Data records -

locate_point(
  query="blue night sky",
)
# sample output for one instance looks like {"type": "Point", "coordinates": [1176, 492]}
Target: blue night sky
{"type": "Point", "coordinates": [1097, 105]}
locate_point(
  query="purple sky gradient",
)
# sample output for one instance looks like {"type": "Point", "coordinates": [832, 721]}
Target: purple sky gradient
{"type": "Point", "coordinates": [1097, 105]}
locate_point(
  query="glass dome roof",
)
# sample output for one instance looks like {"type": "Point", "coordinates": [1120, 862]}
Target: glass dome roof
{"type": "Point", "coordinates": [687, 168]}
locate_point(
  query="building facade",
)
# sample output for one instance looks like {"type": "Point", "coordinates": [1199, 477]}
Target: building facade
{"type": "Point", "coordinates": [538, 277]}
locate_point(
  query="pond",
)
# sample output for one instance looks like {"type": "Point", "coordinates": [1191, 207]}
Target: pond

Stated problem -
Reproduce all of the items above in full, with their requests, and offset every coordinate in the answers by -49. Keep the sample output coordinates unchanged.

Response to the exercise -
locate_point(
  query="blue night sky",
)
# sample output for one instance looks like {"type": "Point", "coordinates": [1176, 492]}
Target: blue night sky
{"type": "Point", "coordinates": [1048, 56]}
locate_point(
  query="purple sky gradient",
)
# sample output for one instance looks like {"type": "Point", "coordinates": [832, 721]}
Target: purple sky gradient
{"type": "Point", "coordinates": [1048, 56]}
locate_point(
  query="glass dome roof",
)
# sample output for one instance looks like {"type": "Point", "coordinates": [1120, 862]}
Target: glass dome roof
{"type": "Point", "coordinates": [638, 119]}
locate_point(
  query="building facade",
)
# sample output for one instance looks like {"type": "Point", "coordinates": [1199, 477]}
Target: building facade
{"type": "Point", "coordinates": [489, 228]}
locate_point(
  query="pond",
)
# sample output for one instance looks like {"type": "Point", "coordinates": [1191, 207]}
Target: pond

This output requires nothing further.